# Records for this task:

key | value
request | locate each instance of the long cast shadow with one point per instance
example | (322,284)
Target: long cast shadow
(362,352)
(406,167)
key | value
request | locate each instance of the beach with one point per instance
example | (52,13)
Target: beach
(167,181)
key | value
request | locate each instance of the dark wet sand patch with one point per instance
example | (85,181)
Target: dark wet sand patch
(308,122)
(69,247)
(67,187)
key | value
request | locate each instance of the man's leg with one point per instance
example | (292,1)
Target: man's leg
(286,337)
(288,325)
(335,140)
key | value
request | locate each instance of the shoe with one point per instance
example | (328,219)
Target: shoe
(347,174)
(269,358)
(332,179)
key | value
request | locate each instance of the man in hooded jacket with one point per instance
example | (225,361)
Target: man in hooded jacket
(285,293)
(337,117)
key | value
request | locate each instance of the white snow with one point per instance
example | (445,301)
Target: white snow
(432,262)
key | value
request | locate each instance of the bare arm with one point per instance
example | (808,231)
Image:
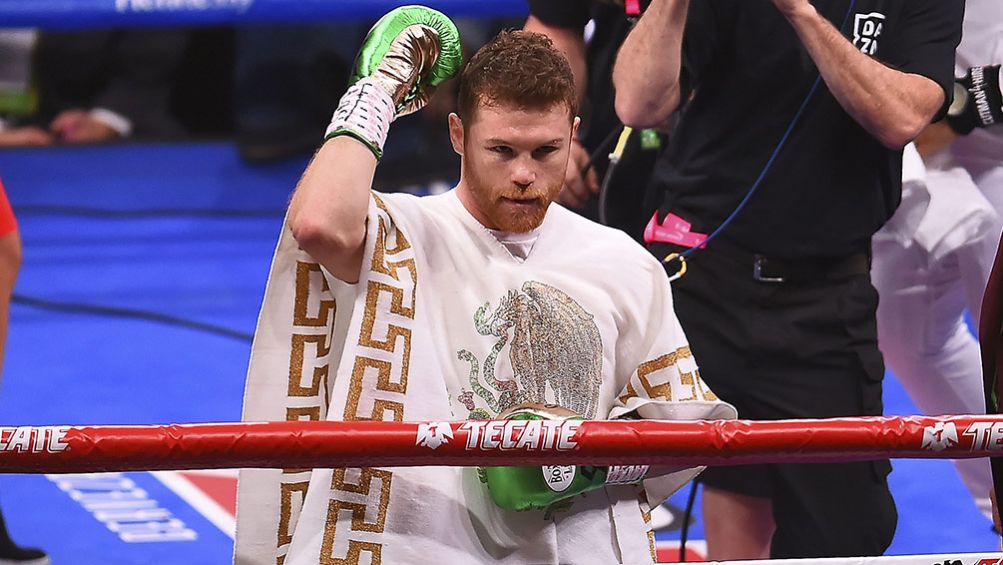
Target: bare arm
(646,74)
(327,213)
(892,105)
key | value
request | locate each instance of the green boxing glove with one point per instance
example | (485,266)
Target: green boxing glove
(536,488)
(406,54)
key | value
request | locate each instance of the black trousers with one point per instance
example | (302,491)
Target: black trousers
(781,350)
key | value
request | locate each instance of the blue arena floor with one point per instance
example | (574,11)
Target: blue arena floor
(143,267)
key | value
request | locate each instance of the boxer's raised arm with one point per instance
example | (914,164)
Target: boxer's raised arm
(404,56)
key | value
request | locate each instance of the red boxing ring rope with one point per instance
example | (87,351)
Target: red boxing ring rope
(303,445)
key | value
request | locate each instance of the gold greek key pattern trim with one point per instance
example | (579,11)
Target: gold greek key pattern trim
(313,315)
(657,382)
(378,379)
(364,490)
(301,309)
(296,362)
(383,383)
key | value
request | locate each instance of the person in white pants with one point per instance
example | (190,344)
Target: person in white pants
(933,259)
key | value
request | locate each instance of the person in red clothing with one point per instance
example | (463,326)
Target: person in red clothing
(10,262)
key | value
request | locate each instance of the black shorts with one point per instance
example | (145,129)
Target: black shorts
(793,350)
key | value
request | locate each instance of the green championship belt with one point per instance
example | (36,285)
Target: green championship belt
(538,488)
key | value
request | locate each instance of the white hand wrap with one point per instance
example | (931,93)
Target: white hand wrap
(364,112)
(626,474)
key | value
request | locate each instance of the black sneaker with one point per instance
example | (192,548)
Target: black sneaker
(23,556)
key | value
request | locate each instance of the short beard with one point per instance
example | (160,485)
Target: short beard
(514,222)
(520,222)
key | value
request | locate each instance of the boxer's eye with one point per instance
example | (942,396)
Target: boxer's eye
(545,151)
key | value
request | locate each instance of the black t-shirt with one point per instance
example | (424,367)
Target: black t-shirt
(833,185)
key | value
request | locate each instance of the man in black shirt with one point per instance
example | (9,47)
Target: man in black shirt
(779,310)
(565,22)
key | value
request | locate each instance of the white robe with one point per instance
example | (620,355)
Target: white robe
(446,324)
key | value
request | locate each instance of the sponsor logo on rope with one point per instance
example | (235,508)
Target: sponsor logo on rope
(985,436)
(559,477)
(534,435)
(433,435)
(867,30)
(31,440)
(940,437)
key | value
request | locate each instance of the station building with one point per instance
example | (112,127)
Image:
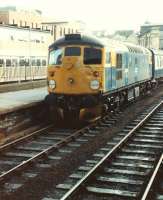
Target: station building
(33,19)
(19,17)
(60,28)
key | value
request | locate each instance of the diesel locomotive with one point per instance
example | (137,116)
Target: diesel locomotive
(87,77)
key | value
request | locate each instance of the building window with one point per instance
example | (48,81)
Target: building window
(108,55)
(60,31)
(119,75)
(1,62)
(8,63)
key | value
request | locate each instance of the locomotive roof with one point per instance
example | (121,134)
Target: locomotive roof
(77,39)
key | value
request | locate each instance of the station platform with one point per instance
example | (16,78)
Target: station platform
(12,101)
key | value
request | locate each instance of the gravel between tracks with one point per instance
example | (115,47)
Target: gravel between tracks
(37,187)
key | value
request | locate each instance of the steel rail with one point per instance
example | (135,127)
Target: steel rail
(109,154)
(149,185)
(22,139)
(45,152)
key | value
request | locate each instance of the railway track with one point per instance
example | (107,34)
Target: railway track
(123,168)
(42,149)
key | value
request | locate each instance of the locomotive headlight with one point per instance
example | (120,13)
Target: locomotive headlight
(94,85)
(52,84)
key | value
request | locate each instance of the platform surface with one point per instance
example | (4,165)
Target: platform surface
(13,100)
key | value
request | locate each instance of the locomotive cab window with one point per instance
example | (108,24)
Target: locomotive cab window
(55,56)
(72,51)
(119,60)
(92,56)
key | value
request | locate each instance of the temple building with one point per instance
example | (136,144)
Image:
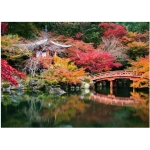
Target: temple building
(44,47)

# Problem requirements:
Copy the records exactly as they appear, excluding images.

# Answer space:
key | value
request | locate each instance of the long cast shadow with one point per instance
example | (322,284)
Target: long cast shadow
(362,352)
(406,167)
key | value
request | locate each instance of the beach with one point per instance
example | (52,13)
Target: beach
(167,181)
key | value
request | locate each instance of the dark wet sand patch with one point per instance
example | (85,181)
Target: dark wet sand patch
(308,122)
(69,247)
(67,187)
key | value
request | locate each instance of the man's leg with one point per instance
example | (292,1)
Target: man's leg
(286,337)
(288,325)
(335,140)
key | value
request | locate each instance of the shoe with one point per instance
example | (328,219)
Target: shoe
(347,174)
(269,358)
(332,179)
key | value
request | locate each instance of the man in hooded jacket with one point per instance
example | (225,361)
Target: man in hooded jacket
(285,293)
(337,117)
key | value
request | locate each instance of the white snow with one point per instance
example | (445,301)
Target: white snow
(432,262)
key | value
request | locate each instance of the bare arm with one point per instance
example | (808,231)
Image:
Target: bare arm
(646,74)
(327,213)
(892,105)
key | value
request | locate each instance of the green boxing glove with one point per instance
example | (485,266)
Target: green boxing glove
(536,488)
(406,54)
key | value
request | locate each instance of the black trousers with one point per instance
example | (302,491)
Target: black trousers
(781,350)
key | value
request | locate each instance of the blue arena floor with one point per instance
example | (574,11)
Target: blue arena floor
(143,267)
key | value
request | locate each instance of the boxer's raised arm with one point per instance
example | (914,164)
Target: boxer's raised arm
(404,56)
key | value
request | locate each instance of the red boxing ring rope with one point per instance
example | (87,351)
Target: red boxing ring rope
(303,445)
key | value
request | locate each instance of the gold greek key pattern trim with one point per instance
example | (579,11)
Target: gold greek key pattern trim
(313,315)
(657,382)
(378,379)
(364,490)
(301,309)
(296,362)
(383,383)
key | value
request | locate each instance of the person in white pants with one point per instance
example | (190,344)
Target: person in white pants
(933,259)
key | value
request | locate each instance of the person in red clothing with one point per instance
example | (463,326)
Target: person in red clothing
(10,262)
key | value
request | locate each instance of the black shorts with one point per instance
example | (145,129)
Target: black shorts
(793,350)
key | value
request | locate each instance of the green championship belt with one point per instance
example | (36,285)
Target: green championship belt
(538,488)
key | value
request | locate each instance of the white hand wrap with one point per instance
example | (931,93)
Target: white hand wrap
(364,112)
(626,474)
key | value
request | locate each instance of the black sneaker with one point per instance
example | (192,548)
Target: black sneaker
(23,556)
key | value
request | locate each instance of the short beard with one point per instance
example | (160,485)
Target: short beard
(514,222)
(520,222)
key | value
request | locate each instance of the boxer's eye with one point per instance
example | (942,396)
Target: boxer's eye
(545,151)
key | value
request | locate each instance of the black t-shirt with one point per instance
example | (424,367)
Target: black t-shirt
(833,185)
key | value
request | locate each instance of the man in black shirt with one point per instance
example | (9,47)
Target: man in black shirt
(779,310)
(565,22)
key | value
request | locate each instance of the white robe with one point per instance
example | (620,355)
Target: white robe
(446,324)
key | value
request | locate each instance of the sponsor logo on rope with one point per instance
example | (235,508)
Target: sponsor logo on rope
(985,436)
(559,477)
(534,435)
(433,435)
(867,30)
(31,440)
(940,437)
key | value
request | locate each instance of the station building with one point per instance
example | (112,127)
Image:
Target: station building
(33,19)
(19,17)
(60,28)
key | value
request | locate each instance of the diesel locomotive with one point per instance
example | (137,116)
Target: diesel locomotive
(87,77)
key | value
request | locate each instance of the building window with one point per instance
example | (48,81)
Target: building window
(108,55)
(60,31)
(119,75)
(1,62)
(8,63)
key | value
request | locate each instance of the locomotive roof with one point per instance
example | (121,134)
Target: locomotive roof
(77,39)
key | value
request | locate each instance of the station platform with one point per instance
example | (16,78)
Target: station platform
(12,101)
key | value
request | locate each instance of the gravel between tracks with one point per instance
example | (115,47)
Target: gravel between tracks
(37,187)
key | value
request | locate each instance of the steel rail with one point per instance
example | (135,127)
Target: steel rail
(109,154)
(149,185)
(22,139)
(45,152)
key | value
request | locate each instance of the railway track with one point per instance
example | (107,34)
Target: railway track
(123,168)
(42,149)
key | value
request | locate each instance of the locomotive headlight with one point per instance
example | (120,13)
Target: locomotive headlight
(94,85)
(52,84)
key | value
request | locate each instance of the platform surface with one point per instance
example | (4,165)
Target: platform surface
(13,100)
key | value
request | locate each instance of the locomotive cab window with one point per instance
example | (108,24)
Target: locomotive cab window
(55,56)
(72,51)
(119,60)
(92,56)
key | value
request | locate each instance of the temple building with one point per instance
example | (136,144)
Image:
Target: temple building
(44,47)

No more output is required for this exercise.